┌─ Information provided
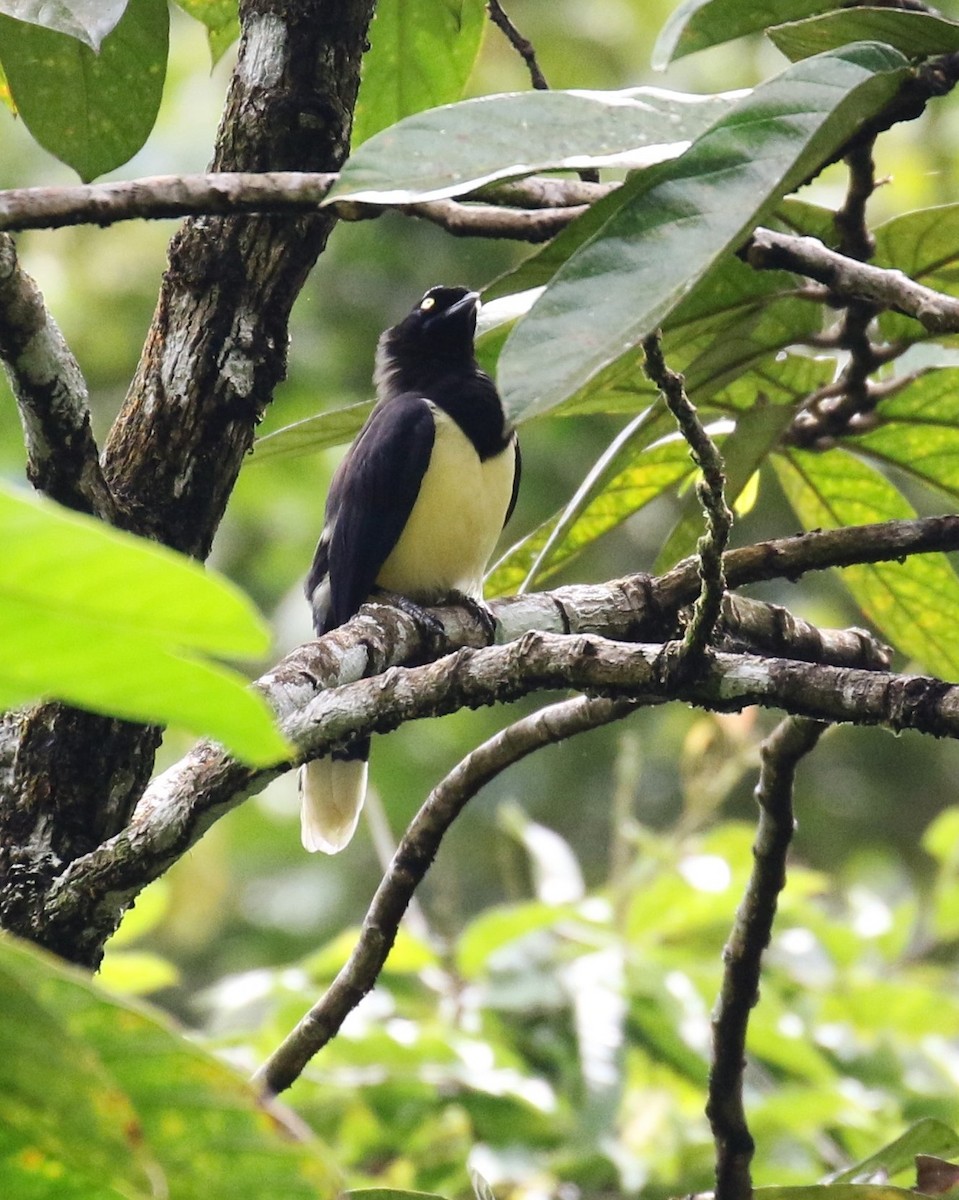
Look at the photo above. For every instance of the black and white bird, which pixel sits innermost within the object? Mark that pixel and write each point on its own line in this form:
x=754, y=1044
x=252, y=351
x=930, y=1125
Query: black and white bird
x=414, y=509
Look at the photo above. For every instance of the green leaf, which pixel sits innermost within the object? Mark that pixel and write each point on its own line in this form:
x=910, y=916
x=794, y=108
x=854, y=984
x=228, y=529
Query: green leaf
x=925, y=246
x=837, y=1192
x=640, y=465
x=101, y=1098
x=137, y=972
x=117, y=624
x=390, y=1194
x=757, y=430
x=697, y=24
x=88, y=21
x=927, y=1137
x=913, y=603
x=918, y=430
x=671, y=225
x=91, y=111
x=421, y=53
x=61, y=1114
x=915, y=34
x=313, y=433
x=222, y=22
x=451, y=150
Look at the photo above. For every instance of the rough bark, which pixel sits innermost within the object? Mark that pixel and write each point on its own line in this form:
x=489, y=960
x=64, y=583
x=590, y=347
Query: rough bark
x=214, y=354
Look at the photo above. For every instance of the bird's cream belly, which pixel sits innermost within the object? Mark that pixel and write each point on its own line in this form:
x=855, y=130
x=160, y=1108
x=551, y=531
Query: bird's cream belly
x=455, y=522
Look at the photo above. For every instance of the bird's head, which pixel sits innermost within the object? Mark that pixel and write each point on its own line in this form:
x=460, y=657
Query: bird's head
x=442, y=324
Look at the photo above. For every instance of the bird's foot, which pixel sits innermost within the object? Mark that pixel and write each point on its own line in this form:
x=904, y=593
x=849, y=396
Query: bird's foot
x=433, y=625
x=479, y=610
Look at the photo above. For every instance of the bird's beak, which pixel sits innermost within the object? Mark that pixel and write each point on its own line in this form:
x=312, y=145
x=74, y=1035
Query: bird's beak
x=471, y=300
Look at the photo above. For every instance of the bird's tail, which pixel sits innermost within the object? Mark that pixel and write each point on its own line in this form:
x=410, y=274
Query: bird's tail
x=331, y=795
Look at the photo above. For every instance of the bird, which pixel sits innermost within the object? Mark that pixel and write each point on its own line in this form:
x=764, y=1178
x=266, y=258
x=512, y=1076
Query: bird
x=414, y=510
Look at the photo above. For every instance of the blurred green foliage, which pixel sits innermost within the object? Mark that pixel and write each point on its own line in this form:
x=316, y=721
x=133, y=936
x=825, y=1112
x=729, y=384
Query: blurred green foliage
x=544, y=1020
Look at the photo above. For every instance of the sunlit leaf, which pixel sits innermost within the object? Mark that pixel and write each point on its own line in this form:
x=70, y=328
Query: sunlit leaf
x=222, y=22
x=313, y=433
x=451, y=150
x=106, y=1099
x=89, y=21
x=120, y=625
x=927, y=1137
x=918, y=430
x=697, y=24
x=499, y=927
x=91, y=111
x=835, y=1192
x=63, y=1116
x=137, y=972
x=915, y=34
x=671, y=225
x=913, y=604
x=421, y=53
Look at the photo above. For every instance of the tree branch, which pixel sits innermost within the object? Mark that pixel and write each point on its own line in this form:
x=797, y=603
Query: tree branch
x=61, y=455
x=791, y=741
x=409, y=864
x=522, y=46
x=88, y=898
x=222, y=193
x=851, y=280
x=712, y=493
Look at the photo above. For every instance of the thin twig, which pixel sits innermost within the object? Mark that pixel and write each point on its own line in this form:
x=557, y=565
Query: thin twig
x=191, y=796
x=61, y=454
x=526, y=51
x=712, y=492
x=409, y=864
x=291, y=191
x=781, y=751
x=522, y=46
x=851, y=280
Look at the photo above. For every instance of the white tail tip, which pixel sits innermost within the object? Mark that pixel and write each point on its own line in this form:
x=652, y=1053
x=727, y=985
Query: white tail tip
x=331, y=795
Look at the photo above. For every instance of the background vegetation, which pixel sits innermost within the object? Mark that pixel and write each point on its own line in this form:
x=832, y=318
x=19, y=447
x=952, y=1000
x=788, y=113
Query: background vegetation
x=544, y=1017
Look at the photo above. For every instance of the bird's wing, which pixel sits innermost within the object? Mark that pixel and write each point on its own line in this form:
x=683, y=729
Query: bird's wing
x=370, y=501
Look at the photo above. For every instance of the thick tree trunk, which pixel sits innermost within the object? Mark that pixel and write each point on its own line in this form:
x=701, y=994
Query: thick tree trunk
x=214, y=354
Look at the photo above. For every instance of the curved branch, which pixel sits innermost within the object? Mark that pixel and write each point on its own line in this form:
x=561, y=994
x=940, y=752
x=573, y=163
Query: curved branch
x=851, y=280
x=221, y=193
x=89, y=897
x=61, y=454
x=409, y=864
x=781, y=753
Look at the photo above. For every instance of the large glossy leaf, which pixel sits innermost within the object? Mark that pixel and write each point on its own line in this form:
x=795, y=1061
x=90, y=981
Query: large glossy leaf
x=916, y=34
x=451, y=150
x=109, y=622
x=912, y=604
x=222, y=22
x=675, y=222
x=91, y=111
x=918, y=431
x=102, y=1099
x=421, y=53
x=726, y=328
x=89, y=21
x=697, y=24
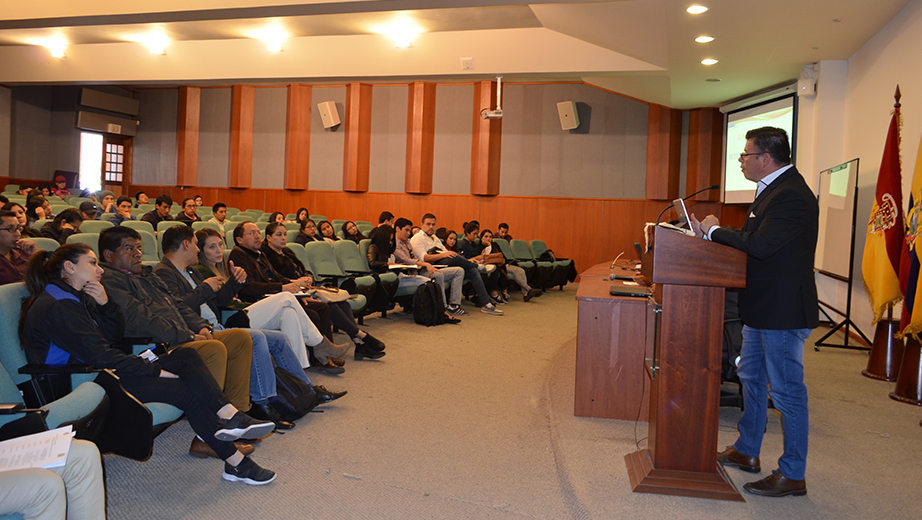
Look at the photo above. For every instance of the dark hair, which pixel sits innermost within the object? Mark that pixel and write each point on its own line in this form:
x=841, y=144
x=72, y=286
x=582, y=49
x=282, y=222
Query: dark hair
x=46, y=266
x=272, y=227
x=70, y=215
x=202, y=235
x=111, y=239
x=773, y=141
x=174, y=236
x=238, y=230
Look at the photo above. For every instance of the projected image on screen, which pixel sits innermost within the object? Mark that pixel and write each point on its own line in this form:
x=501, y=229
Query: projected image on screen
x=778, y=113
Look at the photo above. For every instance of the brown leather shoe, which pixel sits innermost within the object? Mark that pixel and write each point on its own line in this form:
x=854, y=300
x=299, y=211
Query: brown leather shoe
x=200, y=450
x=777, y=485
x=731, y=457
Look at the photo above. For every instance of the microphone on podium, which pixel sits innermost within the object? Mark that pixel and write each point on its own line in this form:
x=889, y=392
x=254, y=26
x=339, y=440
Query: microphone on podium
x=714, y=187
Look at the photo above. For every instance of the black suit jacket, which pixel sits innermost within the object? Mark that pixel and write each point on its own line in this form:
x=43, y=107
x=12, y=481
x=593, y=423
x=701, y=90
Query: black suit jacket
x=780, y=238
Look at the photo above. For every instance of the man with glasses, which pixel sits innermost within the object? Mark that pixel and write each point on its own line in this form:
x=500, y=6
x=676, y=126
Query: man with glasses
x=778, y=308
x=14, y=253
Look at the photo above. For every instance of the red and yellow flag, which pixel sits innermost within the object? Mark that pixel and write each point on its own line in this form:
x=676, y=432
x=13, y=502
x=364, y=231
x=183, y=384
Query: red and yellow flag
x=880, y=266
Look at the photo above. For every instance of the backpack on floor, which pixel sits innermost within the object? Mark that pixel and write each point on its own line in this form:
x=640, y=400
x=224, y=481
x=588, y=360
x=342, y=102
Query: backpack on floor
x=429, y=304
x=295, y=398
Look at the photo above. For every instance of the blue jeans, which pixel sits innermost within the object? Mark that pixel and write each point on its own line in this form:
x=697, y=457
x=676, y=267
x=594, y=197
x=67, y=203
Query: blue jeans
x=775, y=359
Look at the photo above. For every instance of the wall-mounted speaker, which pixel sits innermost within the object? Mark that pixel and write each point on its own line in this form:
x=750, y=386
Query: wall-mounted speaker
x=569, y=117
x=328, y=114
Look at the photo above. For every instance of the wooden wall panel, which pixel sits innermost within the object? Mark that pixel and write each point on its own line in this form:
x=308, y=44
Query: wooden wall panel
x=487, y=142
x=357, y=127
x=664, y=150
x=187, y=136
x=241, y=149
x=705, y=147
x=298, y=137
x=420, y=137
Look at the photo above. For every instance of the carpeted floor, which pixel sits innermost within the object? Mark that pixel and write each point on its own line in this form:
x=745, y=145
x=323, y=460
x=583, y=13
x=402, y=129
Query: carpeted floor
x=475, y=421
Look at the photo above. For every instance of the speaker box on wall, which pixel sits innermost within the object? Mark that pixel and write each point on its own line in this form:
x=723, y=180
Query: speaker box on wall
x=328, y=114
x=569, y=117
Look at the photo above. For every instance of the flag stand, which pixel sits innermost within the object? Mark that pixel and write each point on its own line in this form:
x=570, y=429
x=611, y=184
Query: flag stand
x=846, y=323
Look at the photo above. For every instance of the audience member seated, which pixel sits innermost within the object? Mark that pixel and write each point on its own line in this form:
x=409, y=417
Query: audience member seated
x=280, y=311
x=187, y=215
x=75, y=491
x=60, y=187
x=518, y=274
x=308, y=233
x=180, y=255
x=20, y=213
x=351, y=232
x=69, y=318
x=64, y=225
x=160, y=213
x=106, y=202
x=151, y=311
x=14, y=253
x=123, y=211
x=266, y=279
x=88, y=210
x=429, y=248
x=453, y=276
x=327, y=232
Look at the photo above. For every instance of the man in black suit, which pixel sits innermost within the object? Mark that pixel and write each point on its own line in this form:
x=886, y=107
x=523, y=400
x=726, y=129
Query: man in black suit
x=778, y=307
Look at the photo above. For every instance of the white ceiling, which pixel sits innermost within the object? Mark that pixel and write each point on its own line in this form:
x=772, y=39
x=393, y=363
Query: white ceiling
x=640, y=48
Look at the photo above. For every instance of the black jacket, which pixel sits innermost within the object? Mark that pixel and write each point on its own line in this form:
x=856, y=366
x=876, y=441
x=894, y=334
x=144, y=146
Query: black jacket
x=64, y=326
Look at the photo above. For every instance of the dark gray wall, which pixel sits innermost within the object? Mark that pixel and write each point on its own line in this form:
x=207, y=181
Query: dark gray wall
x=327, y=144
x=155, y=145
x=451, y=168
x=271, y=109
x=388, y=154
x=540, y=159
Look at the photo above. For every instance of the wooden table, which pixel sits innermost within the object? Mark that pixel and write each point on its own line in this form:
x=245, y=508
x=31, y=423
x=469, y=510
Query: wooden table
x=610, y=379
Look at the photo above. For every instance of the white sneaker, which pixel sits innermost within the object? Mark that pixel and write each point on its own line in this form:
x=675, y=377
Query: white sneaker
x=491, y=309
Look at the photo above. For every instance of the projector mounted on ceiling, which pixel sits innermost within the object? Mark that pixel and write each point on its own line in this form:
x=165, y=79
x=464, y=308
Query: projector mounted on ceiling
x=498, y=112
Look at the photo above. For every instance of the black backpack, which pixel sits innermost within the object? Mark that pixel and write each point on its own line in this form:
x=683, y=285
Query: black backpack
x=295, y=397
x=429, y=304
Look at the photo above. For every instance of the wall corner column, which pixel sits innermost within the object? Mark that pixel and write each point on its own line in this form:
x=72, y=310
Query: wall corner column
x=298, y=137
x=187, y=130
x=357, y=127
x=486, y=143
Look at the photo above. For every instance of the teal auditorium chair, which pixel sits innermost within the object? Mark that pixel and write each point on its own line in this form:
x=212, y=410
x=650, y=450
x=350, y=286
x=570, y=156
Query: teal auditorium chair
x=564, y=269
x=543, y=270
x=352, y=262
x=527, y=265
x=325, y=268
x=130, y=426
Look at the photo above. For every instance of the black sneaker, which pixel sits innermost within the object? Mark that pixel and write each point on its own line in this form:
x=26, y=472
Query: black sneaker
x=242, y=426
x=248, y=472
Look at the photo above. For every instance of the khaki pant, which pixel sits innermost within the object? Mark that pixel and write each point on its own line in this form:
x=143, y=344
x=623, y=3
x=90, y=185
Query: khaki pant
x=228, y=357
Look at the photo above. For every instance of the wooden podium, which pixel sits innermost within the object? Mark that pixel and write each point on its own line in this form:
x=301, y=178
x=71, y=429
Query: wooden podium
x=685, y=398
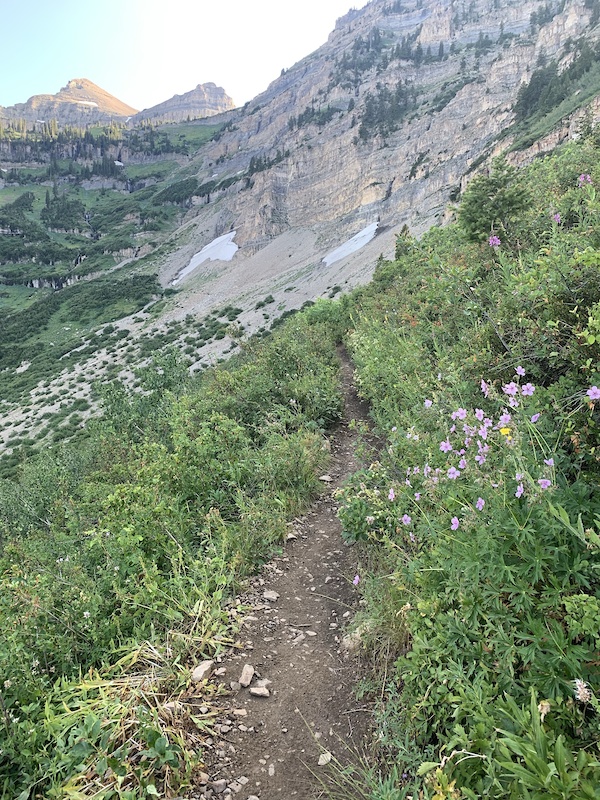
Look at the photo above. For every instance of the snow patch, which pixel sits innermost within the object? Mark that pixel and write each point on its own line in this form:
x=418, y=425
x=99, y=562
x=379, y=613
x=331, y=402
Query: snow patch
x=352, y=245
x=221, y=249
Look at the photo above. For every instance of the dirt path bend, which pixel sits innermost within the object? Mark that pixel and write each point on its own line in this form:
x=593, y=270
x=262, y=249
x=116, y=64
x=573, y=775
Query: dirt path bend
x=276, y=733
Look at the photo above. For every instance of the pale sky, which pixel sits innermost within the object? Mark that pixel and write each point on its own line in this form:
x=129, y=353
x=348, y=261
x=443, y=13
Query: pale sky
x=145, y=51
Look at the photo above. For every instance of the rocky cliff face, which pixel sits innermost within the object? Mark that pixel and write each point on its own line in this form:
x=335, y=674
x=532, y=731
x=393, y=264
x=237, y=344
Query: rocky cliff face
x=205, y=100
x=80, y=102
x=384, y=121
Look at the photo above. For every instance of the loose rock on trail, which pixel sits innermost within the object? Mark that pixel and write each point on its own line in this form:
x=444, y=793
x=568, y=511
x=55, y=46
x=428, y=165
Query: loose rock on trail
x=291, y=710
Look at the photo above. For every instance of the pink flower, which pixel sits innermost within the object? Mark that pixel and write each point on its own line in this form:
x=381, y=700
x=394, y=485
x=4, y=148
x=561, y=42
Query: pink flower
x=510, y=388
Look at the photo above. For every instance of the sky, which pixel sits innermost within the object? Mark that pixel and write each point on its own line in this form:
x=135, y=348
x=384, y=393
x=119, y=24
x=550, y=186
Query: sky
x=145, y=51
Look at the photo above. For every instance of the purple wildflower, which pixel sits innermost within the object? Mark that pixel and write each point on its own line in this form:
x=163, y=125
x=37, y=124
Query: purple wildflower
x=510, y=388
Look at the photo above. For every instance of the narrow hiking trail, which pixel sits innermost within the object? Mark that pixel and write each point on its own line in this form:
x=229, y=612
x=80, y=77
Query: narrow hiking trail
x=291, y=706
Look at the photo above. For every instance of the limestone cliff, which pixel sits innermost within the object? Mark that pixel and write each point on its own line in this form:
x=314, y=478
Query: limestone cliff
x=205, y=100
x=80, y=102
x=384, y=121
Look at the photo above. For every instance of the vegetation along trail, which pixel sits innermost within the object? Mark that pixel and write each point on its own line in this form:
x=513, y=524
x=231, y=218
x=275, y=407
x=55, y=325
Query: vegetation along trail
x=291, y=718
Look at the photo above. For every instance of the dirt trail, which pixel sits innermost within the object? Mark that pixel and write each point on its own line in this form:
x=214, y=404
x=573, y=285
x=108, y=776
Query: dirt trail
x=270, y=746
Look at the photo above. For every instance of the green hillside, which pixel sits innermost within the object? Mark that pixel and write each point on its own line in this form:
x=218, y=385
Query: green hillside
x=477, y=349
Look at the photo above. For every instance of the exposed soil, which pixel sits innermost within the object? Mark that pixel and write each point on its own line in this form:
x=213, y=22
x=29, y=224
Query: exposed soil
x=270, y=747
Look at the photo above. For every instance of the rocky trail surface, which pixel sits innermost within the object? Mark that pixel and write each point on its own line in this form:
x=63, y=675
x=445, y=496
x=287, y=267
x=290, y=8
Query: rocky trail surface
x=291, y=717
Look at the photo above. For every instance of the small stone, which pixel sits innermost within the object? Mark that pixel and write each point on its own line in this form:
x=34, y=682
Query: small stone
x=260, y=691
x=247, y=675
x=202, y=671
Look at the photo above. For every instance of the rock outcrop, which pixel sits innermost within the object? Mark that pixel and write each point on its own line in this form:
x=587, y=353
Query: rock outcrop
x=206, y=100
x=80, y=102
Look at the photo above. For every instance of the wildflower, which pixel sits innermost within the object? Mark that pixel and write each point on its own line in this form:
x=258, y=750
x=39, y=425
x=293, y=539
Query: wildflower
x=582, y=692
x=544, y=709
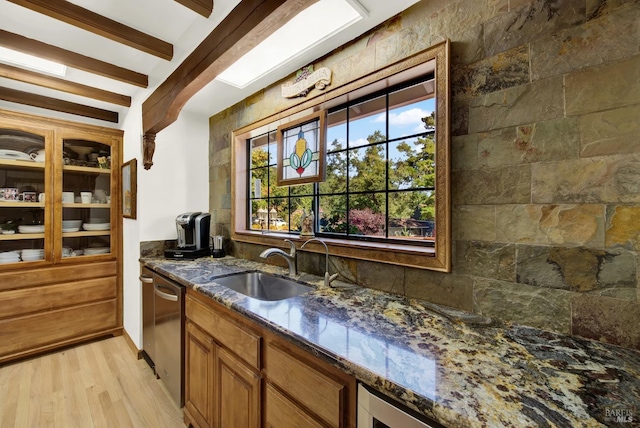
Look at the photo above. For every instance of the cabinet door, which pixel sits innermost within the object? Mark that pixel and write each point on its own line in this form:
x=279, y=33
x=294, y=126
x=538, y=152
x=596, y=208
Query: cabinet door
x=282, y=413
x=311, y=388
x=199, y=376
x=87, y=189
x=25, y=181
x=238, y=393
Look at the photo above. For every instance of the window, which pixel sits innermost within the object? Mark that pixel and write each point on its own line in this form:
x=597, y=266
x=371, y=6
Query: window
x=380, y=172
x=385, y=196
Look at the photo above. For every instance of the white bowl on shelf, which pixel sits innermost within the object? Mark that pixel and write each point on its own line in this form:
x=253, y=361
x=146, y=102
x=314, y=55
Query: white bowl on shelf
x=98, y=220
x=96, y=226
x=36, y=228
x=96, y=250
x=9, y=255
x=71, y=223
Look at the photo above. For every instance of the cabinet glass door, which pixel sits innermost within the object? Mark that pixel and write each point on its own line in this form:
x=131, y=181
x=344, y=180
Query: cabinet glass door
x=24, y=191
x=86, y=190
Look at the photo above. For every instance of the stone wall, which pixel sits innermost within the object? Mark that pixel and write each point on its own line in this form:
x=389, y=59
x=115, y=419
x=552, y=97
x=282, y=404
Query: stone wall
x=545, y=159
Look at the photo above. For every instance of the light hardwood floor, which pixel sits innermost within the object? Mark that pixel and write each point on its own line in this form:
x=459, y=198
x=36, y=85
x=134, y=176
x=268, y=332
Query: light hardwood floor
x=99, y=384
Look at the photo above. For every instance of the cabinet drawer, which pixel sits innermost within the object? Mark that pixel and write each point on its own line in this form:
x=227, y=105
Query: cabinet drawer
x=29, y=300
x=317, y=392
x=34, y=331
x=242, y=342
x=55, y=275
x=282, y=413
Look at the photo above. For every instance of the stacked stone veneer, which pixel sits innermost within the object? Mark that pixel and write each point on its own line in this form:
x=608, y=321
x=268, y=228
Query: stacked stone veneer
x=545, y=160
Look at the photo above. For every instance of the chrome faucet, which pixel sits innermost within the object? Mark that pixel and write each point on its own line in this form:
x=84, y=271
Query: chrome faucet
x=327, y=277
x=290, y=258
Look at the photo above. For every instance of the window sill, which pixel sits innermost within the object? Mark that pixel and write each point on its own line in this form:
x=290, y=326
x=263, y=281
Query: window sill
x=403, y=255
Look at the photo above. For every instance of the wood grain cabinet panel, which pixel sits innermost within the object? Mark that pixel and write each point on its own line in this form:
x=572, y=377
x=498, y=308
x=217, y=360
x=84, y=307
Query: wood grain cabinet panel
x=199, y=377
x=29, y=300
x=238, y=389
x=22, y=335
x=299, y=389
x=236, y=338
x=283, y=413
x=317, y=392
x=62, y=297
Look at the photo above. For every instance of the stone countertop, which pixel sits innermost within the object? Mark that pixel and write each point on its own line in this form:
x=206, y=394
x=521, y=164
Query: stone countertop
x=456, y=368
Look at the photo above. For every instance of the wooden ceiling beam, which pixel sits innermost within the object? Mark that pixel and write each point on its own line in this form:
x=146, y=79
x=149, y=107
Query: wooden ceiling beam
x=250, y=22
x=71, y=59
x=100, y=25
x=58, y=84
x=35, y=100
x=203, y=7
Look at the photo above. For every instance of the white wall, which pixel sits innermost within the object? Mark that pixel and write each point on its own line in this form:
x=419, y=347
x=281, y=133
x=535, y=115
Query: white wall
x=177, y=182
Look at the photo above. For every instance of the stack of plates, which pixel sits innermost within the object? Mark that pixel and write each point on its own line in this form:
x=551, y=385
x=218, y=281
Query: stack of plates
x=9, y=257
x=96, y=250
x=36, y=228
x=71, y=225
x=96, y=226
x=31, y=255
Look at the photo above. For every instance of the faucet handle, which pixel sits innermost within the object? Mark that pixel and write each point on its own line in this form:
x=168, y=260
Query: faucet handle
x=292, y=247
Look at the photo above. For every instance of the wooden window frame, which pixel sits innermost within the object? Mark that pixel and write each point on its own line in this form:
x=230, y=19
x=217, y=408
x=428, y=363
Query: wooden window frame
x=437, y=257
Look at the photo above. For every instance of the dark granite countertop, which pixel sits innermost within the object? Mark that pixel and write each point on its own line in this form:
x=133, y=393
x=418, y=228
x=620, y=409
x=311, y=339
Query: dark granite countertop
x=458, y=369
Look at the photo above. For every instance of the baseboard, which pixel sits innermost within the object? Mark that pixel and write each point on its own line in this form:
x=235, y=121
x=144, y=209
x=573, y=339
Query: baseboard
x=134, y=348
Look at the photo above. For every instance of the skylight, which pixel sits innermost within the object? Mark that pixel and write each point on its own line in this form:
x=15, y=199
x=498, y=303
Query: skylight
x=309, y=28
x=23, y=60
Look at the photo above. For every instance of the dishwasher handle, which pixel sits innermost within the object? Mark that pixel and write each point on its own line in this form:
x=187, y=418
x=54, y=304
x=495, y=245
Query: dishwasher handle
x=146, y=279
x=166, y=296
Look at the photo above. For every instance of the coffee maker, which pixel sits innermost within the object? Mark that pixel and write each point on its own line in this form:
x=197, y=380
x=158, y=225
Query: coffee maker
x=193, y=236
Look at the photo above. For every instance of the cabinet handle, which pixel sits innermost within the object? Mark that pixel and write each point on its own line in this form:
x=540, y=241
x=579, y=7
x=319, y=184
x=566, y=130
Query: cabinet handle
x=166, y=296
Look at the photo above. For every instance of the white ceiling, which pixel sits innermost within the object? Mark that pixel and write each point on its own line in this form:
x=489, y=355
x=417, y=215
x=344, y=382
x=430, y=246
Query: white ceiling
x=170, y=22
└─
Task directions. Your task is to restate word for word the lines from the top of the data to the line containing "x=228, y=529", both ends included, with every picture left out.

Task result.
Look at the photo above. For every instance of the black and white bird, which pixel sits innermost within the object? Mark that pixel and write each point on its own line in this form:
x=754, y=1044
x=252, y=351
x=930, y=1125
Query: black and white bird
x=414, y=509
Look at the photo above. For every instance of the green leaf, which pixel sits innermost within the object? Mark that pixel and write each point on its own line in this form:
x=910, y=916
x=794, y=108
x=854, y=984
x=228, y=529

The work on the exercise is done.